This is not just any old race track. It is perhaps the OLDEST race track:
http://quickstart.clari.net/interpages/ad-pu1.html?1
The Fair Grounds is the original royal seat of winter racing, third oldest
track in the country, dripping with so much history that real horseplayers treat
it as a place apart. Actually I think you can even make a case for it being
the nation's oldest track, if you combine its history with its predecessor,
the Union Course, also called the Creole Course, which had racing at the same
location as early as 1852. Saratoga Springs, normally regarded as the nation's
oldest track, didn't come along until 1864. Pimlico opened in 1870. Churchill
Downs is a spring chicken, debuting in 1875. This is such an ancient location
that the Bobtail Nag, of "Camptown Races" fame, raced here in 1859. (The
horse's real name was Flora Temple.)
(...)

_SHORT TASK A:_ Return, word for word, the part of the Fair Grounds passage that opens with the words containing "This is not" and closes with "was Flora Temple.)".
_SHORT TASK B:_ Resume the Fair Grounds passage, starting after its last sentence.

_DATASET EXCERPTS:_
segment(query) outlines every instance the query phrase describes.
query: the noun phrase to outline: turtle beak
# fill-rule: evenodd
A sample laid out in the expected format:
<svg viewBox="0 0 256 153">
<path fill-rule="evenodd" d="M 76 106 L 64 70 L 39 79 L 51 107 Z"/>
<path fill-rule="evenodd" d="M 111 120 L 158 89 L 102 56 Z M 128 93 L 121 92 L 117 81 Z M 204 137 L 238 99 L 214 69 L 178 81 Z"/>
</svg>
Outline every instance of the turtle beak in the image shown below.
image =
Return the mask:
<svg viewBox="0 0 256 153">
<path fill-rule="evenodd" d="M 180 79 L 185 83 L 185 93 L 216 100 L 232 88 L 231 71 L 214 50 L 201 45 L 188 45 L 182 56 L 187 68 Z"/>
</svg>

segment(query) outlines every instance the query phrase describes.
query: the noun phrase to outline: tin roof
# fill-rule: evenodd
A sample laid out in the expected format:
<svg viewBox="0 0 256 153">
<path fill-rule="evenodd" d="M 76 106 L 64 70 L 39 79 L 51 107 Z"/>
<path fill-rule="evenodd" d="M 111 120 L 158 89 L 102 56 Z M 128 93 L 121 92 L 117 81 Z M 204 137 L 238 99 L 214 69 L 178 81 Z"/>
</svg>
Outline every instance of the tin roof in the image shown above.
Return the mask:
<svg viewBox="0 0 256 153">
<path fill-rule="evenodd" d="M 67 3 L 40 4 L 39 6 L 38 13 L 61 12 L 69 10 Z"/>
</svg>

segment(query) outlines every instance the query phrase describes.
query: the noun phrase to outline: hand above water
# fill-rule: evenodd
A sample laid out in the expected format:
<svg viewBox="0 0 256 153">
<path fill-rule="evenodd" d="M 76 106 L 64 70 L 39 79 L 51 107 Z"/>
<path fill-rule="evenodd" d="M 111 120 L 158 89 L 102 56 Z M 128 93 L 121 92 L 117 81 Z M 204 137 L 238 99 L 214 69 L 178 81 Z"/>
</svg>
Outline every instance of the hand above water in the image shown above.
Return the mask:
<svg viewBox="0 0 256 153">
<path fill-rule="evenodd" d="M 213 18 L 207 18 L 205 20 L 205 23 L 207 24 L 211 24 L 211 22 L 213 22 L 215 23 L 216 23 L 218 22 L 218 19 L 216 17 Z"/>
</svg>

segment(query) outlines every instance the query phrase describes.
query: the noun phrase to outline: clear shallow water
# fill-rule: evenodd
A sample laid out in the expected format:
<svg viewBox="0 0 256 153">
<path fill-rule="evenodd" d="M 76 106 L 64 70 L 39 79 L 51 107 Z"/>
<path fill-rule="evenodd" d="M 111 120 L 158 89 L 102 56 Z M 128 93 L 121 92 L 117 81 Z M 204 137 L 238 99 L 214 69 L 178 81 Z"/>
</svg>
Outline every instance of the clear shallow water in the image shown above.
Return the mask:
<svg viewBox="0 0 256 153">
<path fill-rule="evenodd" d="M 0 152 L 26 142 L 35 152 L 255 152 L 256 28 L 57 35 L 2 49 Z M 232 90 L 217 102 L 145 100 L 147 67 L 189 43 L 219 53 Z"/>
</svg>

_FINAL ANSWER A:_
This is not just any old race track. It is perhaps the OLDEST race track:
http://quickstart.clari.net/interpages/ad-pu1.html?1
The Fair Grounds is the original royal seat of winter racing, third oldest
track in the country, dripping with so much history that real horseplayers treat
it as a place apart. Actually I think you can even make a case for it being
the nation's oldest track, if you combine its history with its predecessor,
the Union Course, also called the Creole Course, which had racing at the same
location as early as 1852. Saratoga Springs, normally regarded as the nation's
oldest track, didn't come along until 1864. Pimlico opened in 1870. Churchill
Downs is a spring chicken, debuting in 1875. This is such an ancient location
that the Bobtail Nag, of "Camptown Races" fame, raced here in 1859. (The
horse's real name was Flora Temple.)

_FINAL ANSWER B:_
The days when the Fair Grounds was the winter haven for the wealthiest owners
in New York are long gone (the Morrises werethe last blueblood East Coast
family to race here), but the track still has that elite cachet.
The Fair Grounds winter racing gave us "the Big Apple."
Ten years ago, I went down to New Orleans and personally gave the Fair
Grounds director my work. For free, of course.
It was a sad moment that should normally have been happy. No one would
pay for my hotel room. No one would pay for my airfare. I would never make
that much money ever.
But more than that, no one in New York City would even give me a kind
word. And I'd give my work to the mayor, and then the mayor's office for African
American affairs (since abolished), and then the Manhattan borough historian,
and then the Manhattan borough president, and then my city councilman, and
then the Museum of the City of New York, and then the NY Historical Society, and
then NY Public Library, and then the NY Convention and Visitors Bureau, and
then the Amsterdam News, and then the NY Daily News, and then the NY Post, and
then the New Yorker, and then New York magazine, and then the New York Times
"On Language" writer, and then the New York Times letters, and then the New York
Times sports section, and then the New York Times city section...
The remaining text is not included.